Referring expression pointing data:

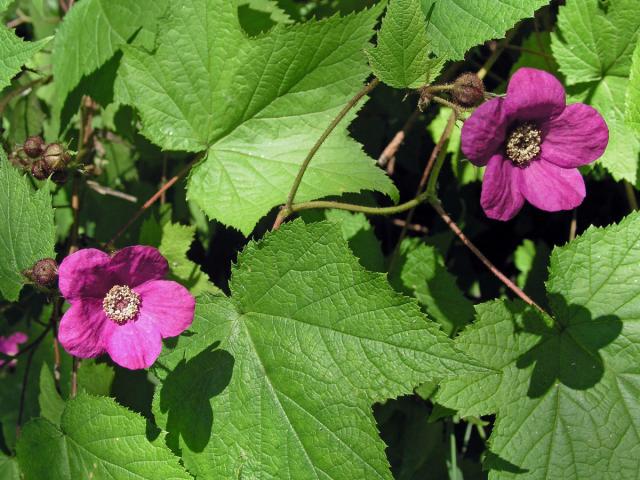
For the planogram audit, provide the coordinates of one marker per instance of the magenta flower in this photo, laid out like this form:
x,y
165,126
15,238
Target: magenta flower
x,y
9,346
121,305
532,144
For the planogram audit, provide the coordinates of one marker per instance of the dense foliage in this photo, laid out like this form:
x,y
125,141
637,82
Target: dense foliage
x,y
382,239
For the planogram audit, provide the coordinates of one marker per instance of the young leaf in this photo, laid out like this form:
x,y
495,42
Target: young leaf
x,y
97,438
565,391
401,56
255,106
278,380
593,47
457,25
14,53
27,231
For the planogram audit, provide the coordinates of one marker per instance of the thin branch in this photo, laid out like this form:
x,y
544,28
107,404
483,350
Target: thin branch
x,y
305,164
23,391
152,200
391,149
463,238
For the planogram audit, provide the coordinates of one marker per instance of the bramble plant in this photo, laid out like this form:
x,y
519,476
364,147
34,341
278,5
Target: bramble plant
x,y
226,252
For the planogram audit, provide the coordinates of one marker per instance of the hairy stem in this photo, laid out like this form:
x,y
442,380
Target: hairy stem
x,y
111,243
467,243
305,164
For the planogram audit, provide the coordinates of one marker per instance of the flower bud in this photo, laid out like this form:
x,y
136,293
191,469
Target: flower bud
x,y
40,170
468,90
60,177
55,156
33,146
44,273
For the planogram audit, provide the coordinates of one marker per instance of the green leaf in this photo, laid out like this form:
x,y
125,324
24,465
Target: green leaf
x,y
566,392
424,273
97,439
464,171
258,16
593,47
278,380
9,469
27,232
14,53
174,240
632,113
92,33
255,106
95,378
401,57
457,25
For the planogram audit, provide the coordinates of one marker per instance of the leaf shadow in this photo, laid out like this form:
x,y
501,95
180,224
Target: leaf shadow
x,y
568,351
186,394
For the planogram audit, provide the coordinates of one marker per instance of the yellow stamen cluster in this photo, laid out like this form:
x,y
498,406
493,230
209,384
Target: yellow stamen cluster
x,y
121,304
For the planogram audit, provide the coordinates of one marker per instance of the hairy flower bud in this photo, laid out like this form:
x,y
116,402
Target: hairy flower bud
x,y
44,273
33,146
40,170
468,90
55,156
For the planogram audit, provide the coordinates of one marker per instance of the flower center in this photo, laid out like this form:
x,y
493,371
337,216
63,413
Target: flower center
x,y
121,304
523,144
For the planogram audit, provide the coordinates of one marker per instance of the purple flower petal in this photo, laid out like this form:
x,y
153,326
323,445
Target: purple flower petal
x,y
551,188
135,265
84,274
533,95
85,329
167,305
135,345
576,137
484,131
501,198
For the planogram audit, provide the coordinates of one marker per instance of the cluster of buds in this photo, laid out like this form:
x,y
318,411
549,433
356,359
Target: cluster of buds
x,y
466,92
44,273
44,160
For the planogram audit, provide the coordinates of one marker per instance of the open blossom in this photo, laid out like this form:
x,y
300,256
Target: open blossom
x,y
9,346
121,305
532,143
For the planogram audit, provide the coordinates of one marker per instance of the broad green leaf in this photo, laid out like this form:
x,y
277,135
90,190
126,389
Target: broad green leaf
x,y
95,378
632,114
9,469
566,392
255,106
97,439
401,57
278,380
14,53
425,274
357,231
457,25
92,33
593,47
27,232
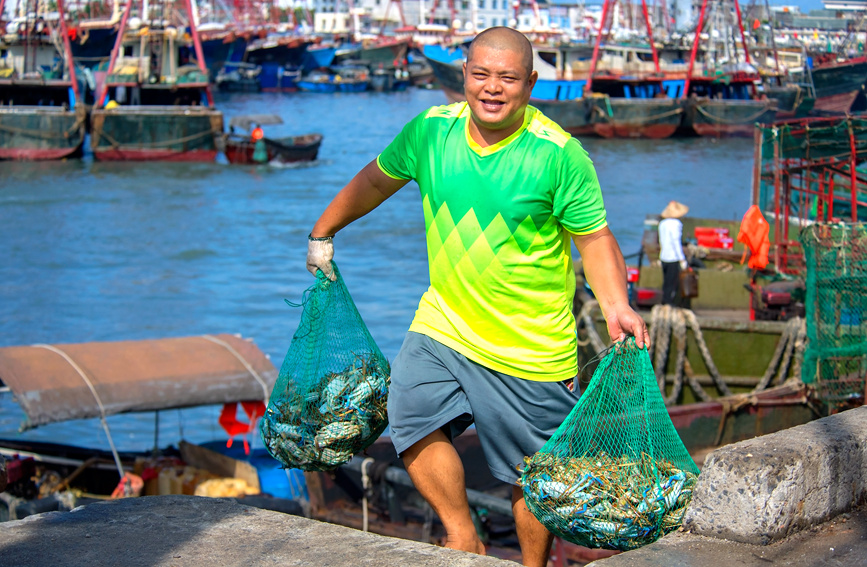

#### What is being asked:
A verbatim copy of all the records, minus the pictures, is the expected answer.

#### Written answer:
For the planogram audit, provide the coordinates of one marker per instance of the magenta flower in this photo, laid out like this form:
x,y
165,126
15,238
Target: magenta flower
x,y
9,346
121,305
532,144
For the planogram audit, provide the coordinates of one marker per instance of the dense foliage in this photo, laid out like this form:
x,y
125,141
637,82
Target: dense foliage
x,y
382,239
For the planogram audit, provide the coordinates of one marker per instance of the young leaf in this photo, laid out like this form:
x,y
495,42
Target: young leaf
x,y
97,438
565,391
401,56
255,106
278,380
593,47
457,25
14,53
27,231
For the planogram audit, provide the coordinates of one marker per instance of the thin branch in this photo, laid out like this form:
x,y
544,28
107,404
483,350
Target: thin branch
x,y
305,164
23,391
152,200
391,149
463,238
For the planogram audit, provide the coordinates of one marker per instance of the bramble plant in this photo, laid out like this form:
x,y
519,476
364,147
34,341
278,5
Target: bramble plant
x,y
226,252
For the planogram audit, provide the coordinates of one marker per instance of the hairy stem in this photo, laid out like this form:
x,y
442,380
Target: hairy stem
x,y
111,243
467,243
305,164
For the planogram audit, provide the coordinates of one marker per instance of the flower bud in this photo, laid out like this form:
x,y
136,293
191,469
Target: flower bud
x,y
40,170
468,90
60,177
55,156
33,146
44,273
For the planogram audit, provide the coordinates of one marker per instance of the green leaf in this photo, laid out like this form:
x,y
125,324
24,465
Target: green leaf
x,y
566,392
424,273
97,439
464,171
258,16
593,47
278,380
9,469
27,232
14,53
174,240
632,113
92,33
255,106
95,378
401,57
457,25
For the planogram audit, provide the coordinates of one marker per instance of the leaf shadow in this photo, laid out like this form:
x,y
501,95
180,224
Target: leaf shadow
x,y
568,351
186,394
For the planogram audit, provide the coordinates of one marker per instance of the yellow stamen cluster in this photo, laid out like this form:
x,y
498,406
493,230
209,384
Target: yellow stamen cluster
x,y
121,304
For the planogram audit, provide the coordinates of one marker per instance of the hairy flower bud in this photo, laid out like this form:
x,y
116,402
Target: hairy flower bud
x,y
44,273
33,146
40,170
468,90
55,156
For the planogram audit, provide the coordinates of one marker per instance of the flower center in this photo, laid out like this form:
x,y
493,371
337,216
63,413
Target: flower center
x,y
121,304
523,144
For the planogram audit, provide the coordinates of one marker per instance of the purple flower petal in this photo, laid out like this form:
x,y
153,326
323,445
Target: purple flower petal
x,y
551,188
135,265
84,274
533,95
85,329
167,305
135,345
576,137
484,131
501,198
For the planogram audit, provide the coordinates of one marker per instance of the cluster of buds in this photo, laid out like this form:
x,y
318,411
549,433
356,359
Target: cluster of buds
x,y
466,92
44,273
44,160
For the planogram audit, provide the coordinates of one marker per instance of the open blossom in this photo, laid out like this form:
x,y
300,256
Target: open blossom
x,y
9,346
121,305
532,143
For the planogram audit, provide the coordinates of one marker per instance of the broad green leaf in this photo, laid out like this form:
x,y
277,135
90,190
126,389
Target: broad green leaf
x,y
95,378
632,114
9,469
566,392
255,106
97,439
401,57
278,380
14,53
425,274
357,231
457,25
92,33
593,47
27,232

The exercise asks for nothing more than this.